Dataset rows showing where objects appear
========

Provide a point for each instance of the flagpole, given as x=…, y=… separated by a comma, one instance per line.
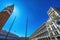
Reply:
x=10, y=28
x=26, y=28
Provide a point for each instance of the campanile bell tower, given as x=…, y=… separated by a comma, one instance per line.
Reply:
x=4, y=15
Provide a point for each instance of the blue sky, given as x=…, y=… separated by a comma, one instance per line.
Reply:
x=36, y=10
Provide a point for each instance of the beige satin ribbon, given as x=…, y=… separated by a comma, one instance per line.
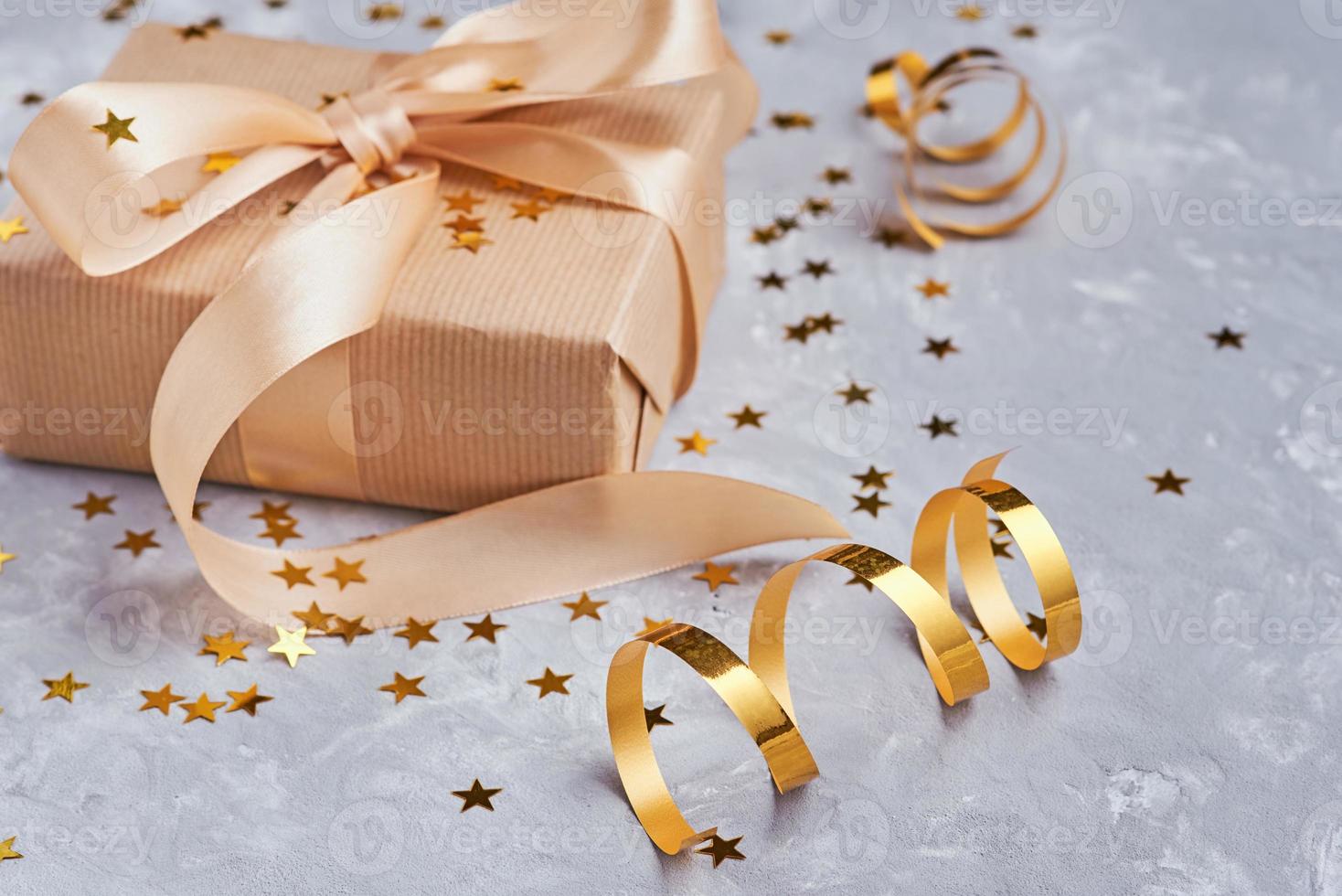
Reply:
x=312, y=286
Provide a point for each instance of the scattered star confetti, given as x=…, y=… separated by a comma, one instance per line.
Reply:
x=292, y=644
x=137, y=542
x=403, y=687
x=585, y=606
x=93, y=505
x=416, y=632
x=486, y=628
x=697, y=443
x=478, y=795
x=716, y=576
x=63, y=687
x=1169, y=482
x=247, y=700
x=224, y=648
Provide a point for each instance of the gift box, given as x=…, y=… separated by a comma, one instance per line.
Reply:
x=550, y=355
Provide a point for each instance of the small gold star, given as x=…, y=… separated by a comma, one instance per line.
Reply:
x=486, y=628
x=346, y=573
x=294, y=574
x=940, y=347
x=871, y=503
x=11, y=229
x=161, y=699
x=93, y=505
x=550, y=683
x=63, y=687
x=855, y=393
x=224, y=648
x=1227, y=338
x=201, y=709
x=478, y=795
x=938, y=427
x=403, y=687
x=219, y=163
x=292, y=644
x=872, y=478
x=349, y=629
x=416, y=632
x=584, y=606
x=697, y=443
x=716, y=576
x=247, y=700
x=137, y=542
x=932, y=289
x=654, y=717
x=1169, y=482
x=748, y=417
x=117, y=129
x=721, y=849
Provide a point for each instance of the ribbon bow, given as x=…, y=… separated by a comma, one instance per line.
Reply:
x=312, y=286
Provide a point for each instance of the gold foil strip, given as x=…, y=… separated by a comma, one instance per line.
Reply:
x=928, y=91
x=759, y=694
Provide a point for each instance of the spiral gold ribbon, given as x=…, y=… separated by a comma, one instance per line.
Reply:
x=928, y=91
x=759, y=694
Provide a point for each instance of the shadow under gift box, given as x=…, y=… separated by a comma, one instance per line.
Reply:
x=550, y=356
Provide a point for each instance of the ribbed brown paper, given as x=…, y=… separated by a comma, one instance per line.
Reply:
x=489, y=375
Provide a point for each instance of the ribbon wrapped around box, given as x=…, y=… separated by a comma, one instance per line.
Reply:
x=261, y=243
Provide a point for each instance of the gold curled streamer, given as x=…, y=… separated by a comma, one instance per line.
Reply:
x=759, y=694
x=928, y=91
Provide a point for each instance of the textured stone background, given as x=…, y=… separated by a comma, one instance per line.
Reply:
x=1192, y=746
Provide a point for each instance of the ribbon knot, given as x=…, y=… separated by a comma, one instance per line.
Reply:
x=372, y=128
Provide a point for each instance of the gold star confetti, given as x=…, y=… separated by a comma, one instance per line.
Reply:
x=871, y=503
x=550, y=683
x=748, y=417
x=11, y=229
x=855, y=393
x=224, y=648
x=716, y=576
x=63, y=687
x=416, y=632
x=938, y=427
x=940, y=347
x=470, y=240
x=137, y=542
x=117, y=129
x=697, y=443
x=932, y=289
x=654, y=717
x=486, y=628
x=721, y=849
x=872, y=478
x=403, y=687
x=1169, y=482
x=201, y=709
x=530, y=209
x=247, y=700
x=584, y=606
x=93, y=505
x=346, y=573
x=292, y=644
x=294, y=574
x=161, y=699
x=478, y=795
x=349, y=629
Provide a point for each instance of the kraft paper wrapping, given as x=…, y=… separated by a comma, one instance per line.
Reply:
x=489, y=376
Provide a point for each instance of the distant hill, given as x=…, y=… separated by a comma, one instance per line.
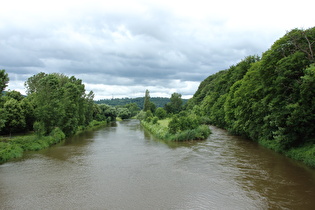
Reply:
x=158, y=101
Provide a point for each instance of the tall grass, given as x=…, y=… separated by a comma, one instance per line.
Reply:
x=160, y=131
x=16, y=146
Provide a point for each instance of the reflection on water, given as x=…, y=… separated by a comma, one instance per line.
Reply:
x=123, y=167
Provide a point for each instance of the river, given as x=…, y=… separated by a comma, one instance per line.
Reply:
x=123, y=167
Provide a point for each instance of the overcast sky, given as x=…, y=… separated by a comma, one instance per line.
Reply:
x=121, y=48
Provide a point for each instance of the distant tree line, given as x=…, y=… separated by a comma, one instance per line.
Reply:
x=182, y=124
x=269, y=99
x=53, y=101
x=158, y=101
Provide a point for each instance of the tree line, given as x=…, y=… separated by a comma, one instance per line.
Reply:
x=139, y=101
x=53, y=101
x=270, y=99
x=181, y=124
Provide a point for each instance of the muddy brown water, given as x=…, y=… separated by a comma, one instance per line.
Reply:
x=123, y=167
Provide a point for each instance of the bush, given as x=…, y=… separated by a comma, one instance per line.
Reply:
x=160, y=113
x=155, y=120
x=9, y=151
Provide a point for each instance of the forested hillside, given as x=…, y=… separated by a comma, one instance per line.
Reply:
x=269, y=99
x=158, y=101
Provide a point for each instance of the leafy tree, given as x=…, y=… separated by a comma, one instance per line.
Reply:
x=4, y=80
x=14, y=117
x=147, y=104
x=124, y=113
x=269, y=98
x=59, y=101
x=175, y=104
x=160, y=113
x=133, y=109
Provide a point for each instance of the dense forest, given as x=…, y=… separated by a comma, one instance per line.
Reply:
x=56, y=106
x=269, y=99
x=158, y=101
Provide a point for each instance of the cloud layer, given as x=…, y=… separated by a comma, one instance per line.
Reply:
x=121, y=49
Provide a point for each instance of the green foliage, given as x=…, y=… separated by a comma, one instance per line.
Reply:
x=133, y=109
x=270, y=100
x=159, y=130
x=183, y=122
x=147, y=104
x=9, y=151
x=160, y=113
x=139, y=101
x=4, y=80
x=175, y=104
x=123, y=113
x=60, y=101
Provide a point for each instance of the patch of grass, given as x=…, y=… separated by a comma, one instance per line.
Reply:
x=305, y=153
x=160, y=130
x=164, y=122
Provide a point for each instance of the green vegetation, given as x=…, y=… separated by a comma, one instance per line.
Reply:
x=56, y=107
x=172, y=123
x=161, y=130
x=139, y=101
x=269, y=99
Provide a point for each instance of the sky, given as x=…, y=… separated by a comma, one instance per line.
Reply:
x=121, y=48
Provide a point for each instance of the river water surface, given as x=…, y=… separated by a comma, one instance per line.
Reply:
x=123, y=167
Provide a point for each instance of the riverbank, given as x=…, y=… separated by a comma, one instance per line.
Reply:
x=160, y=130
x=304, y=153
x=14, y=147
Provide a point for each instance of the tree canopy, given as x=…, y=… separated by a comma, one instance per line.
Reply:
x=269, y=98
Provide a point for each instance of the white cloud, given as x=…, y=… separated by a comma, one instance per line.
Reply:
x=123, y=47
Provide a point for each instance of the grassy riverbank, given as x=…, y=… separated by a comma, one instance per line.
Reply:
x=304, y=153
x=14, y=147
x=160, y=130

========

Directions: Put every line of the entries above into a Markdown table with the columns Row and Line, numbering each row and skipping blank lines. Leave the pictures out of the table.

Answer for this exercise:
| Row | Line |
|---|---|
| 1 | Provide a point for each instance of the flagpole, given as x=…, y=… separated by a comma, one instance per line. |
| 2 | Reply: |
| 3 | x=10, y=28 |
| 4 | x=26, y=28 |
| 5 | Provide a point for each instance of the campanile bell tower, given as x=…, y=… separated by a comma, one instance per line. |
| 6 | Reply: |
| 7 | x=4, y=15 |
| 8 | Provide a point for each instance of the blue sky, given as x=…, y=… separated by a comma, one instance per line. |
| 9 | Reply: |
| 10 | x=36, y=10 |
| 11 | Provide a point for each instance of the beige satin ribbon, given as x=…, y=… separated by a comma, one instance per line. |
| 12 | Reply: |
| 13 | x=312, y=286 |
| 14 | Provide a point for each instance of the scattered star confetti, given as x=…, y=… separated by a comma, one instance per line. |
| 15 | Reply: |
| 16 | x=292, y=644 |
| 17 | x=137, y=542 |
| 18 | x=403, y=687 |
| 19 | x=585, y=606 |
| 20 | x=93, y=505 |
| 21 | x=416, y=632 |
| 22 | x=486, y=628 |
| 23 | x=697, y=443 |
| 24 | x=478, y=795 |
| 25 | x=716, y=576 |
| 26 | x=63, y=687 |
| 27 | x=1169, y=482 |
| 28 | x=247, y=700 |
| 29 | x=224, y=648 |
| 30 | Provide a point for each instance of the gift box, given as x=…, y=… separated by a comma, one instance per line. |
| 31 | Reply: |
| 32 | x=550, y=355 |
| 33 | Provide a point for each instance of the small gold star, given as x=…, y=… separated by a comma, one instance per line. |
| 34 | Reply: |
| 35 | x=486, y=628 |
| 36 | x=346, y=573 |
| 37 | x=294, y=574 |
| 38 | x=940, y=347 |
| 39 | x=871, y=503 |
| 40 | x=11, y=229 |
| 41 | x=161, y=699 |
| 42 | x=93, y=505 |
| 43 | x=550, y=683 |
| 44 | x=63, y=687 |
| 45 | x=855, y=393 |
| 46 | x=224, y=648 |
| 47 | x=1227, y=338 |
| 48 | x=201, y=709 |
| 49 | x=478, y=795 |
| 50 | x=938, y=427 |
| 51 | x=403, y=687 |
| 52 | x=219, y=163 |
| 53 | x=292, y=644 |
| 54 | x=872, y=478 |
| 55 | x=349, y=629 |
| 56 | x=416, y=632 |
| 57 | x=584, y=606 |
| 58 | x=697, y=443 |
| 59 | x=716, y=576 |
| 60 | x=247, y=700 |
| 61 | x=137, y=542 |
| 62 | x=932, y=289 |
| 63 | x=654, y=717 |
| 64 | x=1169, y=482 |
| 65 | x=748, y=417 |
| 66 | x=117, y=129 |
| 67 | x=721, y=849 |
| 68 | Provide a point for each instance of the ribbon bow, given as x=…, y=… separated by a comma, one instance per line. |
| 69 | Reply: |
| 70 | x=312, y=286 |
| 71 | Provide a point for each instance of the gold foil strip, given as x=…, y=… separated by a comma, one instance per line. |
| 72 | Reply: |
| 73 | x=928, y=91 |
| 74 | x=759, y=694 |
| 75 | Provide a point for each instance of the spiral gold ribbon, given as x=…, y=… separated by a comma, one instance per line. |
| 76 | Reply: |
| 77 | x=928, y=91 |
| 78 | x=759, y=694 |
| 79 | Provide a point for each instance of the shadow under gift box, given as x=…, y=… separated by a comma, one instance per line. |
| 80 | Reply: |
| 81 | x=550, y=356 |
| 82 | Provide a point for each instance of the ribbed brown paper, given as x=…, y=… separated by a comma, one instance per line. |
| 83 | Reply: |
| 84 | x=489, y=375 |
| 85 | Provide a point for each instance of the ribbon wrapped around box, given as x=…, y=… separated by a comma, one instance per line. |
| 86 | Reply: |
| 87 | x=261, y=243 |
| 88 | Provide a point for each instance of the gold curled streamer, given as x=…, y=… separated by a comma, one instance per line. |
| 89 | Reply: |
| 90 | x=759, y=694 |
| 91 | x=928, y=91 |
| 92 | Provide a point for each instance of the textured stone background, given as x=…, y=… separated by a comma, one instance per line. |
| 93 | Reply: |
| 94 | x=1192, y=746 |
| 95 | Provide a point for each instance of the ribbon knot, given as x=…, y=… separated by a comma, one instance per line. |
| 96 | Reply: |
| 97 | x=372, y=128 |
| 98 | Provide a point for each instance of the gold star confetti, given as x=…, y=… separated by a comma, one instance per line. |
| 99 | Reply: |
| 100 | x=871, y=503 |
| 101 | x=550, y=683 |
| 102 | x=748, y=417 |
| 103 | x=11, y=229 |
| 104 | x=855, y=393 |
| 105 | x=224, y=648 |
| 106 | x=716, y=576 |
| 107 | x=63, y=687 |
| 108 | x=416, y=632 |
| 109 | x=938, y=427 |
| 110 | x=940, y=347 |
| 111 | x=470, y=240 |
| 112 | x=137, y=542 |
| 113 | x=117, y=129 |
| 114 | x=697, y=443 |
| 115 | x=932, y=289 |
| 116 | x=654, y=717 |
| 117 | x=486, y=628 |
| 118 | x=721, y=849 |
| 119 | x=872, y=478 |
| 120 | x=403, y=687 |
| 121 | x=1169, y=482 |
| 122 | x=201, y=709 |
| 123 | x=530, y=209 |
| 124 | x=247, y=700 |
| 125 | x=584, y=606 |
| 126 | x=93, y=505 |
| 127 | x=346, y=573 |
| 128 | x=292, y=644 |
| 129 | x=294, y=574 |
| 130 | x=161, y=699 |
| 131 | x=478, y=795 |
| 132 | x=349, y=629 |
| 133 | Provide a point for each instance of the kraft paper wrapping, given as x=…, y=… separated by a comma, one instance per line. |
| 134 | Reply: |
| 135 | x=489, y=376 |
| 136 | Provide a point for each instance of the distant hill, given as x=…, y=… separated by a comma, one instance per line. |
| 137 | Reply: |
| 138 | x=158, y=101 |
| 139 | Provide a point for each instance of the tall grass, given as x=…, y=… separated by a comma, one instance per line. |
| 140 | Reply: |
| 141 | x=160, y=131 |
| 142 | x=16, y=146 |
| 143 | Provide a point for each instance of the reflection on water, given as x=…, y=… separated by a comma, one instance per line. |
| 144 | Reply: |
| 145 | x=123, y=167 |
| 146 | Provide a point for each instance of the river, given as x=…, y=… separated by a comma, one instance per line. |
| 147 | Reply: |
| 148 | x=123, y=167 |
| 149 | Provide a point for each instance of the overcast sky, given as x=…, y=… separated by a comma, one instance per line. |
| 150 | Reply: |
| 151 | x=121, y=48 |
| 152 | Provide a point for each instance of the distant tree line, given as x=…, y=… separated by a comma, one instance per line. |
| 153 | Reply: |
| 154 | x=182, y=124 |
| 155 | x=269, y=99 |
| 156 | x=53, y=101 |
| 157 | x=158, y=101 |
| 158 | Provide a point for each instance of the tree line, given as x=…, y=… separated by a comma, one instance per line. |
| 159 | Reply: |
| 160 | x=139, y=101 |
| 161 | x=53, y=101 |
| 162 | x=270, y=99 |
| 163 | x=181, y=124 |
| 164 | Provide a point for each instance of the muddy brown water, given as x=…, y=… separated by a comma, one instance per line. |
| 165 | Reply: |
| 166 | x=123, y=167 |
| 167 | Provide a point for each instance of the bush, given as x=…, y=… separated by a comma, one instance per line. |
| 168 | Reply: |
| 169 | x=160, y=113 |
| 170 | x=155, y=120 |
| 171 | x=9, y=151 |
| 172 | Provide a point for each instance of the forested hillside, given as x=…, y=… separated by a comma, one instance per line. |
| 173 | Reply: |
| 174 | x=269, y=99 |
| 175 | x=158, y=101 |
| 176 | Provide a point for each instance of the leafy tree, given as x=…, y=… separated by a comma, one instance per line. |
| 177 | Reply: |
| 178 | x=4, y=80 |
| 179 | x=14, y=117 |
| 180 | x=147, y=104 |
| 181 | x=124, y=113 |
| 182 | x=269, y=98 |
| 183 | x=59, y=101 |
| 184 | x=175, y=104 |
| 185 | x=160, y=113 |
| 186 | x=133, y=109 |
| 187 | Provide a point for each instance of the dense forest, given as x=…, y=… separated by a comma, one instance per line. |
| 188 | Reply: |
| 189 | x=56, y=106 |
| 190 | x=269, y=99 |
| 191 | x=158, y=101 |
| 192 | Provide a point for each instance of the cloud layer, given as x=…, y=… separated by a comma, one instance per line. |
| 193 | Reply: |
| 194 | x=121, y=49 |
| 195 | Provide a point for each instance of the green foliage, given as x=…, y=… separated by a comma, one instance per line. |
| 196 | Reply: |
| 197 | x=133, y=109 |
| 198 | x=270, y=100 |
| 199 | x=159, y=130 |
| 200 | x=183, y=122 |
| 201 | x=147, y=104 |
| 202 | x=9, y=151 |
| 203 | x=160, y=113 |
| 204 | x=139, y=101 |
| 205 | x=4, y=80 |
| 206 | x=175, y=104 |
| 207 | x=123, y=113 |
| 208 | x=60, y=101 |
| 209 | Provide a point for each instance of the patch of grass, given as x=…, y=… separated by a comma, one instance per line. |
| 210 | Reply: |
| 211 | x=305, y=153 |
| 212 | x=160, y=130 |
| 213 | x=164, y=122 |
| 214 | Provide a point for each instance of the green vegetation, given as x=…, y=… separated by a comma, one instance per line. |
| 215 | Reply: |
| 216 | x=56, y=107 |
| 217 | x=172, y=123 |
| 218 | x=161, y=130 |
| 219 | x=139, y=101 |
| 220 | x=269, y=99 |
| 221 | Provide a point for each instance of the sky, given as x=…, y=… separated by a comma, one instance per line. |
| 222 | Reply: |
| 223 | x=121, y=48 |
| 224 | Provide a point for each instance of the river water surface, given as x=…, y=… separated by a comma, one instance per line. |
| 225 | Reply: |
| 226 | x=123, y=167 |
| 227 | Provide a point for each instance of the riverbank, given as x=…, y=… separated by a comma, one instance per line. |
| 228 | Reply: |
| 229 | x=160, y=130 |
| 230 | x=304, y=153 |
| 231 | x=14, y=147 |
| 232 | Provide a point for each instance of the tree canopy, given as x=…, y=… separated by a comma, one instance per line. |
| 233 | Reply: |
| 234 | x=269, y=98 |
| 235 | Provide a point for each instance of the white cloud, given as x=…, y=… separated by a comma, one instance per line. |
| 236 | Reply: |
| 237 | x=123, y=47 |
| 238 | Provide a point for each instance of the grassy riverbank, given as x=…, y=… separated by a comma, one instance per line. |
| 239 | Reply: |
| 240 | x=304, y=153 |
| 241 | x=14, y=147 |
| 242 | x=160, y=130 |